### [The input]
_ _ _ _
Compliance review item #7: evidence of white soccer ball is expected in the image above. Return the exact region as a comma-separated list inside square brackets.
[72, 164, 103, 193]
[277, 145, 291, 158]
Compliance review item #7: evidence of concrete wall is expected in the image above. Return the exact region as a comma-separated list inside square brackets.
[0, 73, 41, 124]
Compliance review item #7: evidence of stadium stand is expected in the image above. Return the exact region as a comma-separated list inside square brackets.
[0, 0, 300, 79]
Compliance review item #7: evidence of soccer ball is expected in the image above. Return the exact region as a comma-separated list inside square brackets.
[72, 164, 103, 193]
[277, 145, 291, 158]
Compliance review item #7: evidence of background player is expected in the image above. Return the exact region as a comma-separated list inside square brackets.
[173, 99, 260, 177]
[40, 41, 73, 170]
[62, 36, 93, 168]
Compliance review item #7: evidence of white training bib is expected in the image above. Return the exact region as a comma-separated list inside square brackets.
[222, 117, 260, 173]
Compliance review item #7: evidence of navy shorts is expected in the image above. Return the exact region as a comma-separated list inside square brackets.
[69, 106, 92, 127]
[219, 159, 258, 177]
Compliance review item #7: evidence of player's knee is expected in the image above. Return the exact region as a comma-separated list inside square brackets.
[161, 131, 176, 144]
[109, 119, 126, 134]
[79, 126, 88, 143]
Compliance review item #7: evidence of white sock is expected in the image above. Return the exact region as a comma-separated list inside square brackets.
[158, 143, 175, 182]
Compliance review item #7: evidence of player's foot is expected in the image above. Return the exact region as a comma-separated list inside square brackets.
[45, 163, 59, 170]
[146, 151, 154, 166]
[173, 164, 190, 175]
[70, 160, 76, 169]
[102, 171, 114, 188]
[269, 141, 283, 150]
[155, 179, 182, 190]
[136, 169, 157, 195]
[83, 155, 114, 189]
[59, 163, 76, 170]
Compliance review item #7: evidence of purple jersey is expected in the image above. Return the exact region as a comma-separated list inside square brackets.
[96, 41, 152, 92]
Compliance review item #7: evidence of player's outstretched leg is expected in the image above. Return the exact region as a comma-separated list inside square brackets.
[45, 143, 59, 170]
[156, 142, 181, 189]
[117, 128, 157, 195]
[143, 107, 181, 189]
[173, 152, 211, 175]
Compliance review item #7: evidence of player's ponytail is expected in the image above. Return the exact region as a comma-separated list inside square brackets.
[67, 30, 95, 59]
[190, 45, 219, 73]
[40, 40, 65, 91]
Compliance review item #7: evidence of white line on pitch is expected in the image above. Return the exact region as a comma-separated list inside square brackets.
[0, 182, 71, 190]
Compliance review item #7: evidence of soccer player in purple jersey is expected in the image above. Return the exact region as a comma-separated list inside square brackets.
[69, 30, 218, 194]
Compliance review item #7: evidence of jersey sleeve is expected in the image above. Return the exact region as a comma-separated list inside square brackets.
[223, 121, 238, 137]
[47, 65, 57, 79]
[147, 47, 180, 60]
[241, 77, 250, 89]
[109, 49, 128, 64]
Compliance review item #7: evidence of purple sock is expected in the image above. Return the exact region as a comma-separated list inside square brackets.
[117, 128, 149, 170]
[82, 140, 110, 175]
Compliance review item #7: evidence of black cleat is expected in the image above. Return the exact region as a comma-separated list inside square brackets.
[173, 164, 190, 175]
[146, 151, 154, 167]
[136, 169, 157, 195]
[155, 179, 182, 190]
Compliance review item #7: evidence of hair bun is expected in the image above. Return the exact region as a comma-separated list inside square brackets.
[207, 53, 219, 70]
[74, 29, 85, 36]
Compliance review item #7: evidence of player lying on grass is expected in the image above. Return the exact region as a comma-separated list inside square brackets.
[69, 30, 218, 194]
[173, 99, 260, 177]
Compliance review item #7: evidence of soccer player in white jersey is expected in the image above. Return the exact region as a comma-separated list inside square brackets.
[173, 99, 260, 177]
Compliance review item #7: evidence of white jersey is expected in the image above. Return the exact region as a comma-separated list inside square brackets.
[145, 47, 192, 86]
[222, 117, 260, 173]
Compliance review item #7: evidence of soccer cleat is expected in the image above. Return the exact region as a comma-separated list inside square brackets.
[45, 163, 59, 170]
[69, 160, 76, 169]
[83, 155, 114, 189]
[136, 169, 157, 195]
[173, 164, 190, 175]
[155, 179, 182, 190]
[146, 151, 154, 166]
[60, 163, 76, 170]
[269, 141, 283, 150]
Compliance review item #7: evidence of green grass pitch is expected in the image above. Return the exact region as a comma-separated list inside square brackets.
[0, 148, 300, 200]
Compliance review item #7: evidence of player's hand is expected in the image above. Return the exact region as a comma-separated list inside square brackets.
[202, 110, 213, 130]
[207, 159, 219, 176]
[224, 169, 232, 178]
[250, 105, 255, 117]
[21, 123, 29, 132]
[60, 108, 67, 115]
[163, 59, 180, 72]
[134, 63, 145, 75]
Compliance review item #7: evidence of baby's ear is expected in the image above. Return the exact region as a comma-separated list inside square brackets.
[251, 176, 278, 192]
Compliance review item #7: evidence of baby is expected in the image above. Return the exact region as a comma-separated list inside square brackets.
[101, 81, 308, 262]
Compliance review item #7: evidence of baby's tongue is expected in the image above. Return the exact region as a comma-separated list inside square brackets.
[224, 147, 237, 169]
_ _ _ _
Reproduce the entire listing above, substituting "comma-delimited list" for each occurrence of "comma-separated list" and keeping every other word unchanged.

### [Response to this exercise]
Compliance review item #7: evidence of white soccer ball is expected in the image above. Return the exact region as a comma-delimited list inside square brackets.
[72, 164, 103, 193]
[277, 145, 291, 158]
Compliance review item #7: evidence of concrete wall is expected in the image above. Return the exact region as a comma-delimited list inside square brackets.
[0, 73, 41, 124]
Compliance review item #7: evidence of stadium stand is expected in the image above. Return the exact region as a comma-delimited list inside square brackets.
[0, 0, 300, 79]
Compliance review item #7: evidence of soccer ball is expected in the image above. Return the exact region as a comma-delimited list inside square brackets.
[72, 164, 103, 193]
[277, 145, 291, 158]
Compliance review item #7: evidence of background player is expected in the image above. Return the exact region as a comma-delimited list inside square brackets.
[173, 99, 260, 177]
[40, 41, 73, 170]
[62, 36, 93, 168]
Compliance review item #7: evidence of white training bib is expected in the image above. Return the exact region as a comma-delimited list inside square brackets.
[222, 117, 260, 173]
Compliance review item #7: evidence of navy shorts is expected in the image above. Return the exact region as a comma-delimited list inside square brackets.
[69, 106, 92, 127]
[219, 159, 258, 177]
Compliance review item #7: evidence of player's knee is expected in the image above. Return the exact region as a comma-delimited list inside square brackets.
[161, 131, 176, 144]
[109, 119, 126, 134]
[79, 126, 88, 143]
Compliance review item #7: evidence of white sock is expected in the image above. Return the exact region as a comma-delimited list inside square brackets.
[158, 143, 175, 182]
Compliance review item #7: evidence of player's foot is expected in the image above. Return the exact region as a comma-delimited list inside square brackets.
[45, 163, 59, 170]
[146, 151, 154, 166]
[173, 164, 190, 175]
[70, 160, 76, 169]
[102, 171, 114, 188]
[269, 141, 283, 150]
[155, 179, 182, 190]
[136, 169, 157, 195]
[83, 155, 114, 189]
[59, 163, 76, 170]
Compliance review item #7: evidence of purple jersey is expected in the image above. Return the exact region as a comma-delimited list inside square brackets.
[96, 41, 152, 92]
Compliance review item #7: evidence of player's outstretched leg is expected in the image above. Return the exact region as a comma-delimited list inside square brackets.
[45, 143, 59, 170]
[156, 142, 181, 189]
[117, 128, 157, 195]
[143, 107, 181, 189]
[173, 152, 211, 175]
Compliance review item #7: evidence of player's ponytail is expected in the image above. Return the exact region as a comma-delimited list inside square brackets.
[67, 30, 95, 59]
[190, 45, 219, 73]
[40, 40, 65, 91]
Compliance review item #7: evidence of white line on pitch is expected in the image above. Return the exact region as a comma-delimited list inside square brackets.
[0, 182, 71, 190]
Compliance review item #7: evidence of soccer player in purple jersey is expected in the image above. Return the exact region as a comma-delimited list inside square brackets.
[69, 30, 218, 194]
Compliance review item #7: evidence of jersey sleeve is expected in the image above. Return the exact region as a comma-delimited list inside square brackets.
[223, 121, 238, 137]
[47, 65, 57, 79]
[147, 47, 180, 60]
[241, 77, 250, 89]
[109, 49, 128, 64]
Compliance review item #7: evidence of purple sock is expected in the image above. Return the exact region as a comma-delimited list inside square brackets.
[117, 128, 149, 170]
[82, 140, 110, 175]
Compliance review item #7: evidence of black cleat is expected in the image above. Return the exact region as a comma-delimited list inside square brackets.
[173, 164, 190, 175]
[146, 151, 154, 167]
[136, 169, 157, 195]
[155, 179, 182, 190]
Compliance review item #7: evidence of hair bun is expected in the image above. Return the exact region as a comma-delimited list inside square brackets.
[207, 53, 219, 70]
[74, 29, 85, 36]
Compliance review item #7: evidence of player lying on grass is expected in the image above. Return the exact region as a comma-delimited list inside square brackets.
[69, 30, 218, 194]
[173, 99, 260, 177]
Compliance review item #7: evidence of soccer player in white jersey is expected in the image above. Return the exact region as a comma-delimited list inside square brackets.
[173, 99, 260, 177]
Compliance review item #7: evidence of white jersey is expected in the image above. Return the exact region as a comma-delimited list inside square brackets.
[145, 47, 192, 86]
[222, 117, 260, 173]
Compliance review item #7: evidence of soccer cleat is expected in the image above. Return the exact region as a comma-delimited list inside square brackets.
[45, 163, 59, 170]
[69, 160, 76, 169]
[83, 155, 114, 189]
[136, 169, 157, 195]
[173, 164, 190, 175]
[155, 179, 182, 190]
[146, 151, 154, 166]
[60, 163, 76, 170]
[269, 141, 283, 150]
Compliance review item #7: evidence of green grass pitch is expected in the image above. Return the exact region as a comma-delimited list inside square brackets.
[0, 148, 300, 200]
Compliance review item #7: evidence of player's hand is expected in the image above. Return the exact region as a comma-delimited list inside square brackets.
[202, 110, 213, 130]
[207, 159, 219, 176]
[224, 169, 232, 178]
[250, 105, 255, 117]
[21, 123, 29, 132]
[60, 108, 67, 115]
[163, 59, 180, 72]
[134, 63, 145, 75]
Compliance review item #7: evidence of baby's ear is expected in the image above. Return the exact region as a comma-delimited list inside square brackets.
[251, 176, 278, 192]
Compliance review item #7: evidence of baby is expected in the image above. Return the exact region as a comma-delimited list inside square brackets.
[101, 81, 308, 262]
Compliance review item #7: evidence of baby's tongue is expected in the image above. Return the exact region as a comma-delimited list inside square brackets.
[224, 147, 237, 169]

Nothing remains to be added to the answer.